__Description of the task__
Exact output of all the records is required.

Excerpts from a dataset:
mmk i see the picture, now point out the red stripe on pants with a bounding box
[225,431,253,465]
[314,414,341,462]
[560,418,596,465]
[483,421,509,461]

__Response for this exercise__
mmk i see the picture, now point out the red stripe on pants with a bounding box
[225,431,253,465]
[314,414,341,462]
[560,418,596,465]
[483,421,509,461]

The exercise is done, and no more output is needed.